= Exercise materials =
-=-=-=-=-

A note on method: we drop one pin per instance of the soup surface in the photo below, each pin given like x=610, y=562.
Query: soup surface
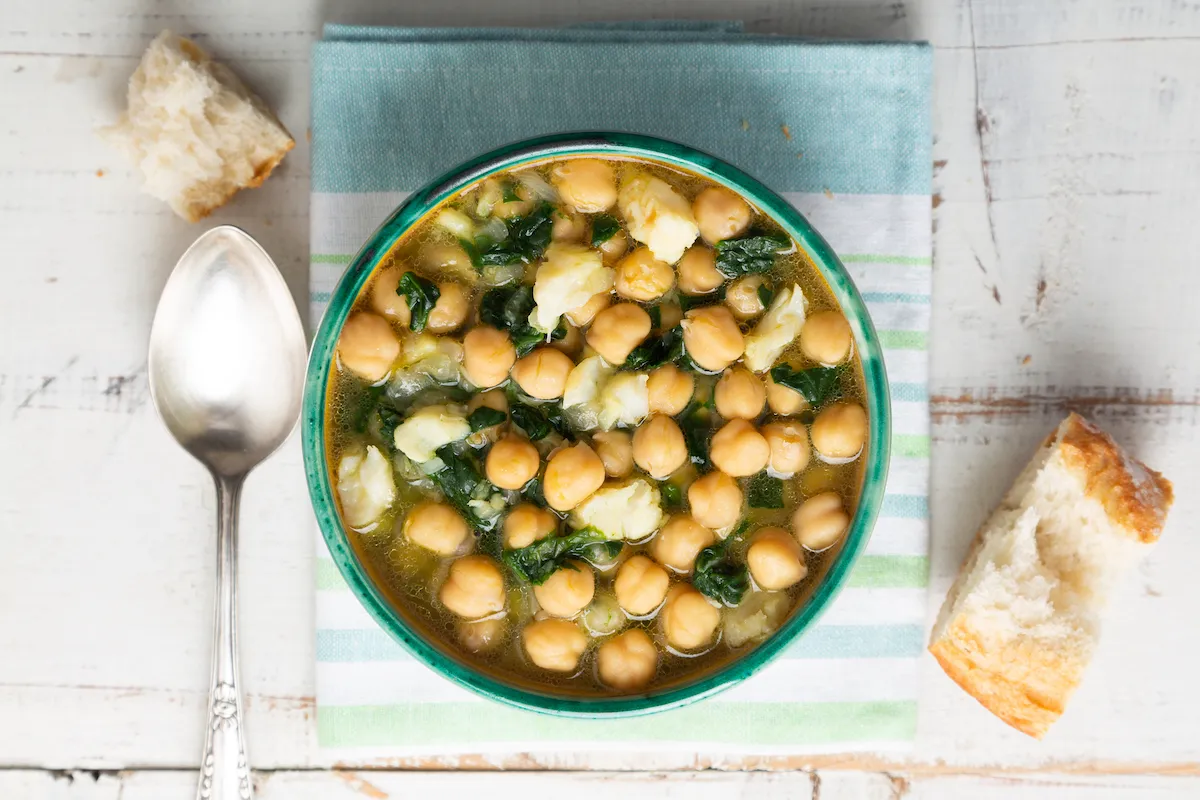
x=597, y=426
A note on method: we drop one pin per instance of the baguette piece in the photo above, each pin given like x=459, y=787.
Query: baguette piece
x=1021, y=620
x=195, y=131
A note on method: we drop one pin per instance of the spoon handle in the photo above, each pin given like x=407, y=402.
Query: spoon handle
x=225, y=773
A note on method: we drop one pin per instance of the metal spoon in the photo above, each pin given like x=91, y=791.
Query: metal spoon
x=226, y=368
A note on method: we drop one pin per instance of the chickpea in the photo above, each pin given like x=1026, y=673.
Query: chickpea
x=689, y=620
x=641, y=584
x=670, y=390
x=555, y=644
x=712, y=337
x=820, y=521
x=739, y=450
x=839, y=431
x=587, y=312
x=679, y=542
x=826, y=337
x=436, y=527
x=587, y=185
x=487, y=355
x=628, y=661
x=659, y=446
x=481, y=636
x=720, y=214
x=616, y=451
x=697, y=271
x=450, y=311
x=739, y=395
x=617, y=330
x=474, y=588
x=640, y=276
x=367, y=347
x=513, y=462
x=543, y=373
x=568, y=590
x=783, y=400
x=573, y=474
x=743, y=298
x=775, y=560
x=789, y=446
x=526, y=524
x=715, y=500
x=384, y=299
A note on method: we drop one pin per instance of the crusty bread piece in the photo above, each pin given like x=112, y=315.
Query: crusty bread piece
x=1021, y=620
x=195, y=131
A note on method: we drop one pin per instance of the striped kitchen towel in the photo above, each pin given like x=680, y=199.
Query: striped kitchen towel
x=843, y=131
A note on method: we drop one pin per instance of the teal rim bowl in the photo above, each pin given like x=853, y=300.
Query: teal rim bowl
x=414, y=209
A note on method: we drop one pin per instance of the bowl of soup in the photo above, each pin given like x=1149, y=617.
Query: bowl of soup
x=595, y=425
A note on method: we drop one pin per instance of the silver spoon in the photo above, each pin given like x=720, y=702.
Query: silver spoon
x=226, y=368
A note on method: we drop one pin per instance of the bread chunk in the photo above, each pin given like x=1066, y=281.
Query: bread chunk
x=1021, y=620
x=195, y=131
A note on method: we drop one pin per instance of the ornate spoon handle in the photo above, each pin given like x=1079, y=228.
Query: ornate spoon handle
x=225, y=773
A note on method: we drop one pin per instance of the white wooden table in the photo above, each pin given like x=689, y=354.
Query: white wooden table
x=1067, y=230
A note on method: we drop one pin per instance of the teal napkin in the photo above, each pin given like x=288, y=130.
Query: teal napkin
x=843, y=131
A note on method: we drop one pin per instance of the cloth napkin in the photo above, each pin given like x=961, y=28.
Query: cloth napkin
x=843, y=131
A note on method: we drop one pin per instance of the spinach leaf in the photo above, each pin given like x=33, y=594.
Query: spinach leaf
x=604, y=227
x=718, y=576
x=749, y=254
x=527, y=240
x=765, y=492
x=421, y=296
x=538, y=561
x=817, y=384
x=485, y=417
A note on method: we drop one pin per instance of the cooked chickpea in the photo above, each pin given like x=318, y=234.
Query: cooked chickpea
x=436, y=527
x=513, y=462
x=384, y=299
x=487, y=355
x=826, y=337
x=628, y=661
x=587, y=185
x=820, y=521
x=670, y=389
x=568, y=590
x=367, y=347
x=617, y=330
x=659, y=446
x=543, y=373
x=839, y=431
x=715, y=500
x=720, y=214
x=789, y=441
x=775, y=560
x=640, y=276
x=573, y=474
x=739, y=395
x=743, y=298
x=739, y=450
x=712, y=337
x=641, y=584
x=587, y=312
x=450, y=311
x=481, y=636
x=474, y=588
x=616, y=451
x=697, y=271
x=783, y=400
x=689, y=619
x=555, y=644
x=679, y=542
x=526, y=524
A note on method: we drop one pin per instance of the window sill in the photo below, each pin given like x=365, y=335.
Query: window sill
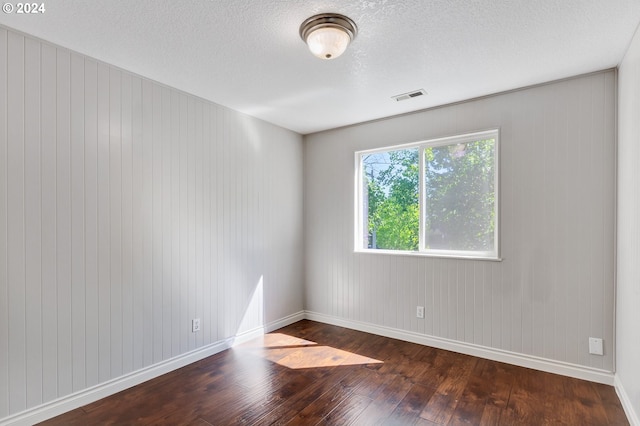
x=457, y=256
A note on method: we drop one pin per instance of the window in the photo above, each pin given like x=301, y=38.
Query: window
x=437, y=197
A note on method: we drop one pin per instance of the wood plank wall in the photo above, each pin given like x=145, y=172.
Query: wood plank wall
x=127, y=208
x=555, y=285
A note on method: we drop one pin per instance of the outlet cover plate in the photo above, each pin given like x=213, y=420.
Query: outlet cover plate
x=595, y=346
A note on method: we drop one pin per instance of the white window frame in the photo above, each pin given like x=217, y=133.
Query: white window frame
x=422, y=145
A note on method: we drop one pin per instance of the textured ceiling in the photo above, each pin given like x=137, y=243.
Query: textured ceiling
x=247, y=54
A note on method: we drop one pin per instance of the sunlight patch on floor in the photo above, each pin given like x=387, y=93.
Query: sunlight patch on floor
x=295, y=353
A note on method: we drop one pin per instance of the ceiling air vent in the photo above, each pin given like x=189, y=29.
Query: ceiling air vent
x=409, y=95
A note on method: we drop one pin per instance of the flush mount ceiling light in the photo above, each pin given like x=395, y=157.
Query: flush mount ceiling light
x=328, y=34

-=-=-=-=-

= Set exercise =
Reproduce verbatim everything in the records above, from the line containing "like x=853, y=300." down to the line containing "x=485, y=417", including both of those lines.

= Output for this task =
A note on method: we drop one pin per instance of the teal rim bowl in the photo above, each pin given like x=853, y=300.
Query: teal rim bowl
x=414, y=209
A note on method: we drop one pin per instance of the bowl of soup in the photo above, each pin given like x=1149, y=617.
Query: bowl of soup
x=595, y=425
A note on method: we drop one pin per instance of the silver spoon in the photo above, each pin given like x=720, y=702.
Query: silver spoon
x=226, y=368
A note on method: we drop one pin per instance of the bread chunk in the photo above, each pin given like x=1066, y=281.
Query: bread chunk
x=1021, y=620
x=195, y=131
A note on method: we drop one pin per instance of the ornate spoon handle in the photo above, each pin given like x=1079, y=228.
Query: ornate spoon handle
x=225, y=773
A note on method: we drop one pin per instance of the white wooden table in the photo above, each pin given like x=689, y=354.
Query: white wooden table
x=1067, y=230
A note on method: we drop one pin per instance of the teal napkin in the photo above, each pin given like x=288, y=130.
Query: teal napkin
x=843, y=131
A note on method: we drop one pin per instance of the cloth napkin in the photo above, each pin given like x=961, y=28.
Query: cloth napkin
x=843, y=131
A note on method: we drop one pin per instance of the spinach leaf in the photo above, each pin given like x=33, y=594.
Query: spinach leaf
x=604, y=227
x=718, y=576
x=749, y=254
x=527, y=240
x=765, y=492
x=421, y=296
x=538, y=561
x=817, y=384
x=485, y=417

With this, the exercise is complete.